### [WHAT THE EXERCISE ASKS]
Rewrite the entries from the line containing "mark the athlete's bare" through the last line, inclusive, changing "bare arm" to "bare forearm" and leaving everything else as it is.

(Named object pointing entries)
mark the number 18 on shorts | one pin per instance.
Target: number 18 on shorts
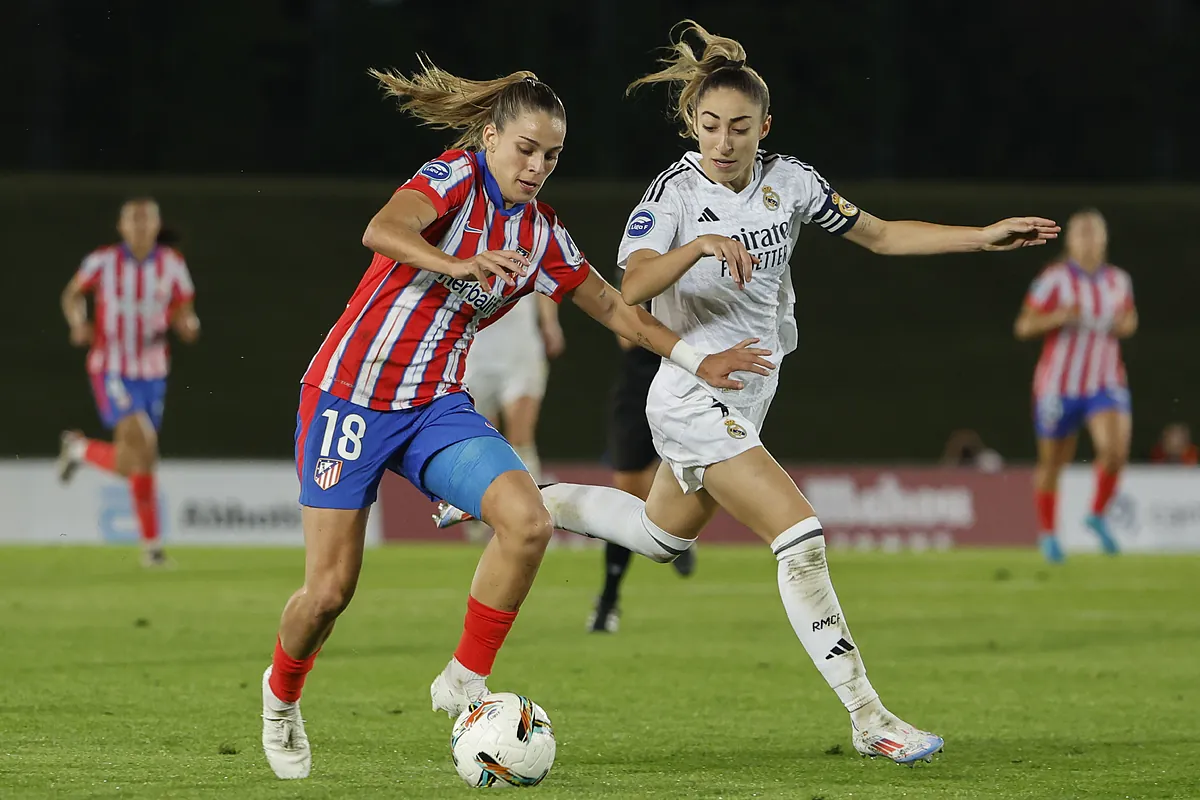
(342, 449)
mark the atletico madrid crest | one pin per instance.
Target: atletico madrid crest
(328, 473)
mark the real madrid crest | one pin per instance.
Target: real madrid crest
(769, 199)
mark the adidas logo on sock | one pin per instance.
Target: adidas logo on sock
(840, 649)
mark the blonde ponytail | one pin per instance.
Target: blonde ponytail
(444, 101)
(721, 62)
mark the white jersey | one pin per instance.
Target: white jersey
(515, 335)
(705, 306)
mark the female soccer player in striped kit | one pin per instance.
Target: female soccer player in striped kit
(1083, 307)
(454, 248)
(711, 244)
(141, 290)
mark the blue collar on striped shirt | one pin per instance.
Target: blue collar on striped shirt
(129, 253)
(1091, 276)
(493, 188)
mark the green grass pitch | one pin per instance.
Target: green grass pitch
(1072, 681)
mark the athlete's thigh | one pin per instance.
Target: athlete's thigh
(334, 540)
(636, 482)
(1057, 452)
(679, 515)
(757, 492)
(456, 453)
(1110, 431)
(342, 449)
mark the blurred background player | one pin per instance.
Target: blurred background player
(634, 463)
(1081, 306)
(711, 242)
(1175, 446)
(141, 289)
(507, 377)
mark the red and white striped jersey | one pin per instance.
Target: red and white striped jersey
(133, 302)
(1081, 359)
(402, 340)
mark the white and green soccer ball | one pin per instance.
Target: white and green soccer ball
(503, 740)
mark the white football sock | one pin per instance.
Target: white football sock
(611, 515)
(816, 617)
(528, 455)
(77, 449)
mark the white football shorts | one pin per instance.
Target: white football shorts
(697, 428)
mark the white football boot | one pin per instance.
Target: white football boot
(891, 737)
(447, 515)
(71, 445)
(456, 689)
(283, 738)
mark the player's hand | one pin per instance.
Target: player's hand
(715, 368)
(552, 340)
(187, 328)
(82, 335)
(503, 263)
(732, 253)
(1019, 232)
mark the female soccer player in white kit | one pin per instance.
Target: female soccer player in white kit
(711, 242)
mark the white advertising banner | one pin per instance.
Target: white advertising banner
(1156, 510)
(199, 501)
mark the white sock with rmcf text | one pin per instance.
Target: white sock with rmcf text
(816, 615)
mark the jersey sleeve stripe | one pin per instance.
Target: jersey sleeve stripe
(664, 175)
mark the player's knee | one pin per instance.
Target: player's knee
(1111, 462)
(329, 596)
(525, 524)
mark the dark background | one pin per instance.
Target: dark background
(269, 149)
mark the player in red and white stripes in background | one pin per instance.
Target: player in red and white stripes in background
(141, 289)
(1083, 306)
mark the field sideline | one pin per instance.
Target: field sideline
(1075, 681)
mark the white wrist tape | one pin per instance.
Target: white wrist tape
(687, 356)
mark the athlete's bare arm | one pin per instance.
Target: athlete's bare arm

### [ANSWER FOR THE TASK]
mark the athlete's bare forearm | one pin per instance.
Target: athlete's bare forearm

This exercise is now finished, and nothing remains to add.